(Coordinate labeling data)
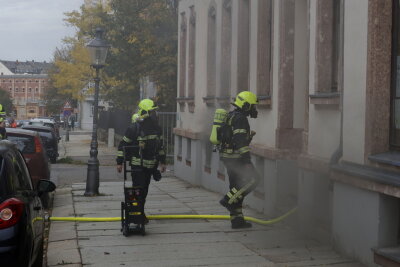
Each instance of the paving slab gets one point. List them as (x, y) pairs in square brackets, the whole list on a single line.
[(189, 242), (61, 231)]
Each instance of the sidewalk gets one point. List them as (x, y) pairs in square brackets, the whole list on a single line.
[(172, 242)]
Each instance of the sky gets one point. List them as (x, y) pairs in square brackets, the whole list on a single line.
[(32, 29)]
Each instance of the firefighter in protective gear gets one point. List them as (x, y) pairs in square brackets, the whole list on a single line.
[(146, 136), (3, 132), (235, 154)]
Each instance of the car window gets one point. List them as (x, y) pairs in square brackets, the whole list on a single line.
[(22, 171), (25, 144), (12, 177), (36, 123), (49, 124), (46, 137), (3, 180)]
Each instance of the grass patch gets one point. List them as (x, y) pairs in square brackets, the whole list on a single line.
[(69, 160)]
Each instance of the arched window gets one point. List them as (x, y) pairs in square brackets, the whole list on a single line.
[(264, 45), (192, 60), (226, 50), (211, 52), (182, 60), (243, 46)]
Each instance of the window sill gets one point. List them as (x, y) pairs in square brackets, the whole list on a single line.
[(209, 100), (264, 101), (221, 176), (390, 158), (389, 256), (223, 100), (207, 169), (325, 99), (369, 173)]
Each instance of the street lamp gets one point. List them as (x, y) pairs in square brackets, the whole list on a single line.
[(98, 52)]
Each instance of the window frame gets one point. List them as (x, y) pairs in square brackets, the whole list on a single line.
[(395, 47)]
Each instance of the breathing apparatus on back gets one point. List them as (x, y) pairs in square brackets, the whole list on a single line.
[(221, 133)]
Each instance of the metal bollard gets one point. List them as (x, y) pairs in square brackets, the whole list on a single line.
[(67, 135)]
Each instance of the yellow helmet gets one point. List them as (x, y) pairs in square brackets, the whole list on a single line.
[(145, 106), (135, 117), (245, 99), (2, 112)]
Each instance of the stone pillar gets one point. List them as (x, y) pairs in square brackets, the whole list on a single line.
[(286, 136), (111, 134)]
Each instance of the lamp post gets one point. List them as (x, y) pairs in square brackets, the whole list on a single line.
[(98, 52)]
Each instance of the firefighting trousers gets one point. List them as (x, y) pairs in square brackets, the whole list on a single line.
[(141, 178), (243, 178)]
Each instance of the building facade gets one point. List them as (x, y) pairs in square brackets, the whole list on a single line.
[(26, 83), (327, 75)]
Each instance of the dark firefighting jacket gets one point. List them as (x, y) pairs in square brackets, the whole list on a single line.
[(3, 133), (146, 141), (238, 147)]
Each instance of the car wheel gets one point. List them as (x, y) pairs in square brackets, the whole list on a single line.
[(45, 200), (39, 258)]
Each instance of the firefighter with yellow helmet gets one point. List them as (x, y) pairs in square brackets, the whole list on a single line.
[(145, 135), (3, 132), (235, 154)]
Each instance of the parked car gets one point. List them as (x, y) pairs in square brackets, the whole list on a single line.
[(21, 123), (49, 140), (47, 123), (21, 211), (31, 146)]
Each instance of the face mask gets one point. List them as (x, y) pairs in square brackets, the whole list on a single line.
[(253, 112), (153, 116)]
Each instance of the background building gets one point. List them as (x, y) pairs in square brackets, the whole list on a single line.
[(26, 83), (327, 76)]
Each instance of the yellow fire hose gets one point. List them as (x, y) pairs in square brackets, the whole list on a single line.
[(163, 217)]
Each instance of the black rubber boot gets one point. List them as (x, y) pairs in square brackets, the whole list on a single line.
[(240, 223), (225, 202), (145, 219)]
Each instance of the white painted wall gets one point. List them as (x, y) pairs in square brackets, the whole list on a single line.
[(355, 79), (4, 70)]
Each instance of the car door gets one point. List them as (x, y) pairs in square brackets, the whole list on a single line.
[(33, 201)]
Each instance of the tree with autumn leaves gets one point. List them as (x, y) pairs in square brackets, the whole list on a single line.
[(143, 39)]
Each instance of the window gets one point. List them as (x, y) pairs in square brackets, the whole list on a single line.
[(330, 34), (179, 156), (192, 55), (264, 46), (208, 156), (182, 59), (226, 50), (211, 51), (243, 46), (21, 172), (188, 151), (259, 191), (395, 94)]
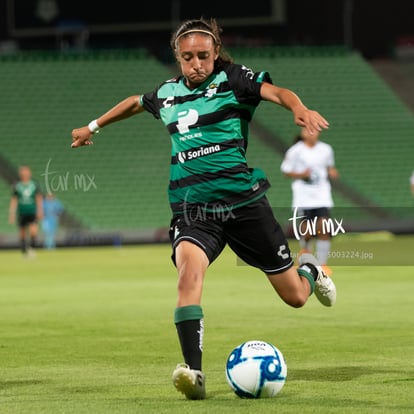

What you will do:
Revise all of the data above by changing every "gets one point" to "is marked with one point" and keeping everything else as it is. Omit the pictures from your answer.

Solved exercise:
Each instance of the paving slab is marked with one point. List them as (x, y) pairs in square brackets, the whole list on a single line.
[(189, 242), (61, 231)]
Each instance of the sidewalk is marked with one point. List them as (x, y) pairs in square brackets, the whole list on a single line.
[(172, 242)]
Each instance of the sky is marked with one point. List them as (x, y) pairs in square brackets, the whole list on a single line.
[(32, 29)]
Each instance of the firefighter in protective gear is marked with one point. List them as (x, y) pairs in square brackets, the whole list on a single line.
[(146, 136), (3, 132), (235, 154)]
Each instance of the car window is marked with one point. List them as (x, y) pairs in square brackets, the whole list on a single line.
[(22, 171), (25, 144), (12, 177), (36, 123), (49, 124), (46, 137), (3, 180)]
Each instance of the grass patch is marked with one point. List them as (x, y) pairs in square brackets, the whole list on a single line.
[(69, 160)]
Each instance of the arched window is marked with one point. List them as (x, y) pairs in square brackets, the whole list on a single line.
[(264, 45), (192, 60), (226, 50), (211, 52), (182, 60), (243, 46)]
Each instance of the window sill is marked with one point. List them as (x, y) pairs in square brackets, the whole list on a single line.
[(209, 100), (264, 101), (221, 176), (390, 158), (389, 256), (223, 100), (207, 169), (325, 99), (369, 173)]
Each instance of the street lamp is marked with one point. List them as (x, y) pairs in square brackets, the whole list on a single line.
[(98, 52)]
Each instance of the window frame is marked with one point. List them as (x, y) pairs in square brackets, the whole list on a single line.
[(395, 47)]
Each instance of the breathing apparatus on back is marked with one point. List them as (x, y) pairs in square brackets, the whole list on a single line.
[(221, 133)]
Each instance of the metal bollard is marked with one point. List them as (x, y) pairs in square brackets, the whole list on a single line.
[(67, 135)]
Each instance of the yellow helmet is marked with one point. List them as (x, y) pairs in square brackets, the whole list on a single line.
[(145, 106), (135, 117), (245, 99), (2, 112)]
Each instance of the stone pillar is marked with one point. List them as (x, y) pairs in square brackets, the whole list on a single line.
[(286, 136), (111, 134)]
Each instance of the lamp post is marked with one point. List them as (x, y) pairs in square brackets, the whole list on a single line.
[(98, 52)]
Each instance of the firefighting trousers is marked with one point. List them as (x, y) pairs in square brackets, the whole list on a single line.
[(141, 178), (243, 178)]
Each instance of the building facade is marked with one point. List them as (x, y) pairs in square brackets, the whole list on a single line.
[(26, 83), (327, 75)]
Each instance of the dark firefighting jacket is marked with one point. List them as (x, y) pairs in square brackets, the whole list on a single line.
[(3, 133), (146, 141), (238, 147)]
Each instance of the car wheel is marked with one point. List them as (x, y) pairs in square brackets, the whole list on a single line.
[(45, 200), (39, 258)]
Each instance of the firefighter with yellow helmet is marked with one point. List them as (x, y) pairs in square brackets, the whole list on a single line.
[(145, 135), (3, 132), (235, 154)]
Each instance of the parked car is marked with one point. List them as (x, y) pairs in square brackets, the whole list on a single line.
[(21, 123), (49, 140), (47, 123), (21, 211), (31, 146)]
Each instance of the face mask is marked with one point. List them as (x, y) pairs in square brackets, the whole list on a single line.
[(253, 112), (153, 116)]
Each instance of the background building is marked with one point. List them as (x, y) pairs in square brackets, the whole list on a single line.
[(26, 83), (327, 76)]
Each instance of the yellow fire hose is marked with one point. List them as (x, y) pairs in square brackets, the whole list on a single line.
[(163, 217)]
Each instance of the black rubber boot is marked with one point. List them as (x, y) pairs in square brackets, the whole list on a single line.
[(240, 223), (225, 202), (145, 219)]
Each instance of the white painted wall is marked with one point. List them as (x, y) pairs in square brackets, the whole list on a single line.
[(355, 79), (4, 70)]
Each instance of the car door is marked with one point. List them as (x, y) pairs in square brackets, the whole list on a single line.
[(33, 201)]
Each instance of the tree with autumn leaves is marked with one point. List them as (x, y) pairs in square brackets, the whole list on a single line.
[(143, 39)]
Each instance of the window is marked with one point. List them as (x, y) pairs in square brackets, the whole list on a single line.
[(330, 34), (179, 156), (192, 55), (264, 46), (208, 156), (182, 59), (226, 50), (211, 51), (243, 46), (21, 172), (188, 151), (259, 191), (395, 94)]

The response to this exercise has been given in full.